WHAT IS NEEDED -> Write out the data again in full, keeping every character the same.

MATERIAL FOR THE TASK ->
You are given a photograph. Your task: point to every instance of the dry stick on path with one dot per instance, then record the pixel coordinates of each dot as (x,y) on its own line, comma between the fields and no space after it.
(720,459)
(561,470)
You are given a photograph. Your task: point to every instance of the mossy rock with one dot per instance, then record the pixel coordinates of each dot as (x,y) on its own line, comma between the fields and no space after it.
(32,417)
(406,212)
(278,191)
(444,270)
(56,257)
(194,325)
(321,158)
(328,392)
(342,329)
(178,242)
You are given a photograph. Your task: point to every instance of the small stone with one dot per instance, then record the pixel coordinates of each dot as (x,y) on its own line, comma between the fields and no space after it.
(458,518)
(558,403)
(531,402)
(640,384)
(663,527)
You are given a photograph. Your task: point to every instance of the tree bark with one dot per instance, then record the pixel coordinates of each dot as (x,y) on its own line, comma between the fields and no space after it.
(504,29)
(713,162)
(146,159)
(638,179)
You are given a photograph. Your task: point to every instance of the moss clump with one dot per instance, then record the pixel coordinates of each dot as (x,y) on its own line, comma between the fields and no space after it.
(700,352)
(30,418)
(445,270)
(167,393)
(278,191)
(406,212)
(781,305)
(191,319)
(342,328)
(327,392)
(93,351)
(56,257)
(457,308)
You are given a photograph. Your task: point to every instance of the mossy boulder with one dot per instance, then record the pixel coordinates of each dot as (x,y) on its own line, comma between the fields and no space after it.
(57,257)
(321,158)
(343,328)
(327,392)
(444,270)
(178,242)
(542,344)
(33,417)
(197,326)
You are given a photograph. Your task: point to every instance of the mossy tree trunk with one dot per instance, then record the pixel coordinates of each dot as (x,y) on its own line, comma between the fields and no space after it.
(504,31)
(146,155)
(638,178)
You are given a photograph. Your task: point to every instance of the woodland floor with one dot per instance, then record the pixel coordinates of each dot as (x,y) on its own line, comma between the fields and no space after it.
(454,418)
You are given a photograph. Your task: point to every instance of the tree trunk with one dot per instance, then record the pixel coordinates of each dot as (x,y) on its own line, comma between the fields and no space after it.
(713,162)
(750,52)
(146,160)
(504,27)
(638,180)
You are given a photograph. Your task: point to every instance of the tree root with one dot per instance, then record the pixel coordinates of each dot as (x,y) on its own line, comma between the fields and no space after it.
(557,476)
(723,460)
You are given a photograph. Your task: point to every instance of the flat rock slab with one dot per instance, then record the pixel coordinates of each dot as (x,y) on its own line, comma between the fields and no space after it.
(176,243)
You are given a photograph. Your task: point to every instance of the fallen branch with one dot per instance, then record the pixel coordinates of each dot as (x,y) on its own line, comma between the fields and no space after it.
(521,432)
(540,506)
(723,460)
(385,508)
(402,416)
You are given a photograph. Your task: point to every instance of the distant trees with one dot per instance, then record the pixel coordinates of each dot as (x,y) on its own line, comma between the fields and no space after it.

TASK RESPONSE ->
You are given a photograph. Your task: point to every instance of the dry stick on path with one dot per instance, then record the pixel coordinates of each dot as (x,y) on its own line, comma between the fields and no space after it.
(720,459)
(561,470)
You are given a photograph. Your task: point to every instance of the mossy rock with one dot per instance, then record the pixel coordinates of each dot as (x,y) on its own line, comma between the fields and no space after it.
(32,417)
(406,212)
(278,191)
(444,270)
(56,257)
(194,325)
(321,158)
(328,392)
(342,329)
(178,242)
You are given a photograph. Your task: point to every instance of the small stone with one dot per instance, then record the pixel coordinates of each dot as (x,y) on its own line, comma between the fields and no space after it.
(458,518)
(558,403)
(531,402)
(640,384)
(663,527)
You are given a photograph. Your task: point to every instance of the tree bark with one dot per instance, then record the pixel coordinates of each dot as (x,y) on its own line, comma between the fields and no space after it.
(504,29)
(713,162)
(146,159)
(638,179)
You are given a photograph. Your task: point to every instance of the moss clump with one dot per instance, then record the pixel coordinates of each dot as (x,y) on its own line, comma between the fields and no space after it.
(700,352)
(30,418)
(445,270)
(167,393)
(278,191)
(406,212)
(781,305)
(191,319)
(342,328)
(327,392)
(93,351)
(56,257)
(457,308)
You are given a photograph. Your task: point to every instance of the mossy boulder with one dot per instance, then record the pixel coordinates of each dot as (x,y) on its own line, comma between the fields and no space after it.
(57,257)
(321,158)
(343,328)
(327,392)
(444,270)
(178,242)
(542,344)
(33,417)
(197,326)
You are given a photograph. Your task: point to every instance of the mossy tree trunk with one dot per instance, then record the pixel coordinates of each dot as (x,y) on its own line, comma between the fields and no space after it.
(504,31)
(146,155)
(638,178)
You are given a photograph. Your task: point to every instance of the woodland floor with one dot per instance, then record the pixel coordinates of each dot as (x,y) on its own line, comma between the fields and no space after it.
(454,418)
You are given a photograph. Your task: point to every instance of the tree trunk with one dot per instance, then record the pixel coordinates of each dot as (x,y) on its own line, comma between the fields and no space after it.
(713,162)
(750,52)
(146,160)
(504,27)
(638,180)
You are given a photograph. Your task: point to every instance of the tree root with one dot per instance, then record the pixel coordinates of each dot as (x,y) on its own line, comma between the fields and no space after it.
(557,476)
(723,460)
You are given a photograph. Your task: point to every instance of the flat rock slab with one dot per instance, then record the pixel coordinates of each dot as (x,y) on its own line, comma between the fields and no space after it.
(176,243)
You are given a photograph. Your task: point to every instance of the fallen branch with one dot per instance, then record the pixel coordinates of each dot as (x,y) on its own line, comma between the fields and no space after it.
(521,432)
(540,506)
(723,460)
(385,508)
(402,416)
You are given a photograph. Your task: point to every instance of the distant trees with one dot per instance, then record the pixel coordinates of each dot as (x,y) on its own line, comma between the fields and no space after it.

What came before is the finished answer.